(Source text)
++++++++++

The impact of the fifth EU anti-money laundering directive on trusts, bank accounts and immovable property

EU adopts its new directive on money laundering.

Introduction

The fourth EU money-laundering directive has only just been transposed into the national laws of the member states. Yet on 19 April, the European Parliament voted to adopt a new version (modification to directive (EU) 2015/849).

Following the Paris and Brussels terrorist attacks and the Panama and Paradise Papers scandals, the EU has decided to update its legislation to increase transparency, in particular for tax purposes, and keep pace with changing technology (such as virtual currency). Data protection and personal privacy seem to be taking a back seat. In any case, in this day and age anything that is not transparent is automatically assumed to be illegal.

We have summarised the main changes for you here:

1. Extension to the scope of the anti-money laundering directive: more people affected

More people will be affected by the new money laundering directive. As well as auditors, external accountants and tax advisors, it will also cover anyone who provides help, assistance or advice on tax as a business activity or main profession.

Estate agents will also be subject to the directive. This includes those acting as intermediaries for rental transactions, but only if the monthly rent is €10,000 or more.

Lastly, the anti-money laundering directive will also cover entities providing exchange services between virtual currencies and legal tender currencies as well as storage facilities, traders and intermediaries in the art world (art galleries, auction houses, freeports, etc.).

2. Central register of companies and trusts

In addition to the usual official organisations (the authorities responsible for combating money laundering and terrorist financing, the tax authorities, the authorities monitoring the obliged entities, the judicial authorities, etc.) it will be possible for individuals to publicly access a register of the beneficial owners of companies operating in the European Union.

For trusts and similar structures, the register will be accessible to anyone who can demonstrate a legitimate interest. Each member state will define in its internal law how this notion is to be understood. The applicable law will be the law of the country in which the trustee lives or runs their business. The directive itself sets out that it intends “persons who can demonstrate a legitimate interest” to include investigative journalists and NGOs (for example Public Eye, etc.).

++++++++++

(Given entries)

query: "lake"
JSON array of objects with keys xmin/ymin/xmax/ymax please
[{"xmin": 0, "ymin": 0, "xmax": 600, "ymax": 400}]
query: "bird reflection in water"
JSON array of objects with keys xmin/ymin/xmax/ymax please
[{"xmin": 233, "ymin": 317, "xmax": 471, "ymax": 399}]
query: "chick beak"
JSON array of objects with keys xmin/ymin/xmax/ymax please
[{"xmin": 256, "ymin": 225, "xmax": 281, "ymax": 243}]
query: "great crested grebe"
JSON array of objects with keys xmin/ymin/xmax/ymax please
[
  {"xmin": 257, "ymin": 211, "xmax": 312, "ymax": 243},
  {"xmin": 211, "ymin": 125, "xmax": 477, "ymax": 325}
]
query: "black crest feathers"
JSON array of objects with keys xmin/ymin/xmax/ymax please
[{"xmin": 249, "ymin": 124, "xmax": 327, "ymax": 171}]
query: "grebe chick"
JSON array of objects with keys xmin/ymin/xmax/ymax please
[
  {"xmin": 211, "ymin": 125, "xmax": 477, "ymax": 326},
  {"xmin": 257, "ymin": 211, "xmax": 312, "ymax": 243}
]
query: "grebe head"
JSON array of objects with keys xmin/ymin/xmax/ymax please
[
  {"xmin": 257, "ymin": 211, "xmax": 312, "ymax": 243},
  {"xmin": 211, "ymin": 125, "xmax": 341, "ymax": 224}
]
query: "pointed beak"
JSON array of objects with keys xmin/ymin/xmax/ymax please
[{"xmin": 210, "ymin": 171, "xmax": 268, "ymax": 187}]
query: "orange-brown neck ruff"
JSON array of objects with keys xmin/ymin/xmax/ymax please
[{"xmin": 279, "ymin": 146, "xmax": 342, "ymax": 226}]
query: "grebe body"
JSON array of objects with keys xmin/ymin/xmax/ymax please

++++++++++

(Exercise tasks)
- A) Using the directive summary, decide whether each statement agrees with it. Answer yes or no for each and quote the words that settle it.
(i) Estate agents who act as intermediaries for rentals fall under the directive whatever the rent.
(ii) The European Parliament voted on 19 April to adopt a new version of the directive.
(iii) For trusts, the applicable law is that of the country where the beneficial owner lives.
- B) Answer these questions from the directive summary:
(i) Which two scandals does it name along with the Paris and Brussels terrorist attacks?
(ii) Which art-world entities does it list in parentheses?
(iii) Which NGO does it give as an example?
Nothing in the listing is needed here.

(Answers to each task)
- A)
(i) No: "but only if the monthly rent is €10,000 or more."
(ii) Yes: "Yet on 19 April, the European Parliament voted to adopt a new version"
(iii) No: "The applicable law will be the law of the country in which the trustee lives or runs their business."

- B)
(i) The Panama and Paradise Papers scandals.
(ii) Art galleries, auction houses and freeports.
(iii) Public Eye.